PROBLEM: Give the listing again in full, exactly as written.

RECORDS TO PROCESS:
══════

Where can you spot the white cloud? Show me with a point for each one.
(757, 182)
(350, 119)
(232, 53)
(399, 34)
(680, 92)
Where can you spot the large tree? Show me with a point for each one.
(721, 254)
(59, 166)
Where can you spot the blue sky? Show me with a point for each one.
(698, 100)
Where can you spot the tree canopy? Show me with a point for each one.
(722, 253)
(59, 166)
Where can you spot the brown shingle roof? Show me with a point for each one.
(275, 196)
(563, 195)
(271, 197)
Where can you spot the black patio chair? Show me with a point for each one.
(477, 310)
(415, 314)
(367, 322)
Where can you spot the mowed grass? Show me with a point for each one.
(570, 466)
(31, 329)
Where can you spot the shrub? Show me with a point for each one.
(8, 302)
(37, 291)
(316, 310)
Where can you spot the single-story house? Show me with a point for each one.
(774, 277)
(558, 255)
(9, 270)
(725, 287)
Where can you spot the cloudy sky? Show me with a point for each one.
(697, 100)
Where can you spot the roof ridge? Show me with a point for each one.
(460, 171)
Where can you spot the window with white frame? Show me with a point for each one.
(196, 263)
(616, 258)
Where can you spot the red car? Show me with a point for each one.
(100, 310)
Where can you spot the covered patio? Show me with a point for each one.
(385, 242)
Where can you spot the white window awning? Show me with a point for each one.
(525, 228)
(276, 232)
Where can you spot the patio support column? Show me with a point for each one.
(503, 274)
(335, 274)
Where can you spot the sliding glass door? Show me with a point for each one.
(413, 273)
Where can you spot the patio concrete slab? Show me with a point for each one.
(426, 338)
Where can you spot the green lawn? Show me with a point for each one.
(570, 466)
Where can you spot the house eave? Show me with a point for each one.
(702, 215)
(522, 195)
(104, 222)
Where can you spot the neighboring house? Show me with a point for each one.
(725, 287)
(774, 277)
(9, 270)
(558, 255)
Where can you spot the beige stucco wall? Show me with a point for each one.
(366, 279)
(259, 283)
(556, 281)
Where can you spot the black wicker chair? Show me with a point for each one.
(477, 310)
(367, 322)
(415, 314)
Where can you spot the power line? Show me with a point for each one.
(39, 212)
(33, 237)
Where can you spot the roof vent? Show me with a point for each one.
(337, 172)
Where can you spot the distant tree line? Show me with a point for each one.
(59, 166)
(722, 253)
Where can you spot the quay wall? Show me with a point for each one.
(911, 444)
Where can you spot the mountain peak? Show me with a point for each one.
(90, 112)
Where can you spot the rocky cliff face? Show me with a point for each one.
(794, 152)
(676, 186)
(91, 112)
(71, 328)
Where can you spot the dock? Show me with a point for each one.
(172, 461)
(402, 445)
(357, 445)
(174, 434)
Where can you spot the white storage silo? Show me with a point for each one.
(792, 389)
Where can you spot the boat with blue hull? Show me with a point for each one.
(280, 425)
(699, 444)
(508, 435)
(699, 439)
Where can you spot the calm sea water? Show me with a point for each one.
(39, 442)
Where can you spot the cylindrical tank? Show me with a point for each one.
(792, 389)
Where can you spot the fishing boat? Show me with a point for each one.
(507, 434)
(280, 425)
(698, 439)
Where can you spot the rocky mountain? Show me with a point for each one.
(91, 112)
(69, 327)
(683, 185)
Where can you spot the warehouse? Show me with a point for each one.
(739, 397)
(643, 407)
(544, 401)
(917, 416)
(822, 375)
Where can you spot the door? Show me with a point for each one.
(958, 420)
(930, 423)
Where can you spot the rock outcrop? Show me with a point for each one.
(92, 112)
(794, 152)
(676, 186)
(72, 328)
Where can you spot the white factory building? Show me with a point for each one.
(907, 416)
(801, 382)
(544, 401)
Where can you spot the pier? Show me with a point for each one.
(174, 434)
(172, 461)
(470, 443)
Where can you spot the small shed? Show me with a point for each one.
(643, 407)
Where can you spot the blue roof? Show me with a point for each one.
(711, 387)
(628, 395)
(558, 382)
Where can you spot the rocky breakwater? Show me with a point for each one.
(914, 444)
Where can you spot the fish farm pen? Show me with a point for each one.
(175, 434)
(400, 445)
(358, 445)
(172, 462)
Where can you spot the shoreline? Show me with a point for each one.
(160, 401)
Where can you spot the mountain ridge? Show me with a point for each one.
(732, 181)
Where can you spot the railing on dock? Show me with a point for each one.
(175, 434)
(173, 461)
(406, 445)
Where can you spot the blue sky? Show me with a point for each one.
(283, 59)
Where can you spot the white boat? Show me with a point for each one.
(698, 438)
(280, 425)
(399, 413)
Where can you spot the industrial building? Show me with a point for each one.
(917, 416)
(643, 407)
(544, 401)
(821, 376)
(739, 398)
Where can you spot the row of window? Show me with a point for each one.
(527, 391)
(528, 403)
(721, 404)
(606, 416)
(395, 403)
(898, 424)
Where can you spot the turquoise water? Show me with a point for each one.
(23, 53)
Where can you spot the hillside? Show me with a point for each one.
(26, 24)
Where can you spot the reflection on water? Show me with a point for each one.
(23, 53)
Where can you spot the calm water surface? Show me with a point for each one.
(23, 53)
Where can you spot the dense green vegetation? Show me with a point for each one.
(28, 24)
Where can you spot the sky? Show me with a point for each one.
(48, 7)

══════

FULL SOLUTION:
Where can you spot the white cloud? Show me with a point for each one.
(757, 182)
(350, 119)
(232, 53)
(399, 34)
(680, 92)
Where can you spot the large tree? Show me with a point for each one.
(721, 254)
(59, 166)
Where can you spot the blue sky? Show me with a point for each one.
(698, 100)
Where can you spot the tree canopy? Show me with a point for each one.
(722, 253)
(59, 166)
Where can you spot the brown shingle roof? Show me with a point for each one.
(275, 196)
(563, 195)
(271, 197)
Where can you spot the black patio chair? Show me with a point for each one.
(477, 310)
(415, 314)
(367, 322)
Where can you spot the mowed grass? Show me with a point for each one.
(570, 466)
(31, 329)
Where can you spot the shrub? Show me with a point for each one.
(8, 302)
(37, 291)
(316, 310)
Where can you spot the single-story house? Show me with a point for each one.
(774, 277)
(558, 255)
(9, 270)
(725, 287)
Where can you spot the cloudy sky? Show me with a point for each one.
(697, 100)
Where can you spot the roof ridge? Show me with a point for each one.
(460, 171)
Where can you spot the window with white frame? Show me with a point for each one.
(196, 263)
(616, 258)
Where can you spot the red car? Show me with a point for each one.
(100, 310)
Where can you spot the covered patio? Show me with a point for each one.
(385, 242)
Where can you spot the white window awning? Show me with a point for each one.
(525, 228)
(276, 232)
Where can you spot the patio support column? Show me with a point for each one.
(503, 274)
(335, 274)
Where can you spot the sliding glass door? Show me with a point for each one.
(413, 273)
Where can you spot the patio concrete slab? Show me with a point for each one.
(426, 338)
Where can you spot the green lawn? Show me with a point for each one.
(570, 466)
Where can you spot the house eave? Show me with a point for each one.
(702, 215)
(522, 195)
(104, 222)
Where can you spot the neighboring house? Show me with a point for each one.
(725, 287)
(774, 277)
(9, 270)
(558, 255)
Where can you spot the beige stucco wall? Show me with a point for each one.
(366, 279)
(259, 283)
(556, 281)
Where can you spot the black wicker chair? Show me with a point for each one.
(477, 310)
(367, 322)
(415, 314)
Where can you spot the power line? Show me with a point for each one.
(39, 212)
(33, 237)
Where can you spot the roof vent? Show me with a point for each one.
(337, 172)
Where can you spot the distant tree line? Show me with a point for each one.
(59, 166)
(722, 253)
Where can you spot the quay wall? Show me with a point for each one.
(911, 444)
Where can you spot the mountain peak? Show me with a point for each one.
(90, 112)
Where can you spot the rocky cliff face? Show me with a point for each one.
(794, 152)
(676, 186)
(91, 112)
(71, 328)
Where can you spot the dock? Show me with a point for each one.
(172, 461)
(402, 445)
(357, 445)
(174, 434)
Where can you spot the white storage silo? Show me with a point for each one.
(792, 389)
Where can you spot the boat with blue hull? Show me with a point for each one.
(280, 425)
(699, 444)
(508, 435)
(699, 439)
Where can you spot the calm sea water? Show me with a point for each one.
(39, 442)
Where can you spot the cylindrical tank? Show me with a point for each one.
(792, 389)
Where can you spot the fishing boat? Show me with a point for each one.
(507, 434)
(280, 425)
(698, 439)
Where can you spot the rocky mountain? Show me with a point for each one.
(91, 112)
(69, 327)
(683, 185)
Where can you spot the warehouse? Show me with a point for each one.
(739, 397)
(643, 407)
(544, 401)
(917, 416)
(822, 375)
Where can you spot the door? Show me with a point for each one.
(958, 420)
(930, 423)
Where can you spot the rock outcrop? Show me with a point for each one.
(92, 112)
(794, 152)
(676, 186)
(72, 328)
Where can you spot the white factory building? Show me with a point for each one.
(907, 416)
(801, 382)
(544, 401)
Where can you spot the pier? Show me with a point for each one.
(174, 434)
(172, 461)
(470, 443)
Where can you spot the small shed? Show me with a point for each one.
(643, 407)
Where can you spot the blue roof? Show me with a point for each one.
(711, 387)
(628, 395)
(558, 382)
Where can you spot the rocky breakwater? Show me with a point for each one.
(914, 444)
Where can you spot the fish farm pen? Show me with a point for each one.
(175, 434)
(400, 445)
(358, 445)
(172, 462)
Where can you spot the shoreline? Show me with a point for each one.
(160, 401)
Where can you spot the mountain ridge? Show me with a point for each one.
(732, 181)
Where can you spot the railing on dock? Show me with a point for each one.
(175, 434)
(173, 461)
(406, 445)
Where can you spot the blue sky? Show me with a point for each one.
(283, 59)
Where can you spot the white boat? Show me with a point for each one.
(698, 438)
(280, 425)
(399, 413)
Where can you spot the industrial building? Show me with a point for each one.
(917, 416)
(643, 407)
(544, 401)
(821, 376)
(739, 398)
Where can you spot the row of window? Show me with a point for each one.
(527, 391)
(528, 403)
(721, 404)
(606, 416)
(395, 403)
(898, 424)
Where can you spot the turquoise water? Show me with a point for each one.
(23, 53)
Where can you spot the hillside? Show me with a point for each one.
(26, 24)
Where can you spot the reflection on water? Show me with a point for each one.
(23, 53)
Where can you spot the calm water surface? Show me with a point for each one.
(23, 53)
Where can you spot the dense green vegetation? Show me with a point for each one.
(28, 24)
Where can you spot the sky? Show me with a point for each one.
(48, 7)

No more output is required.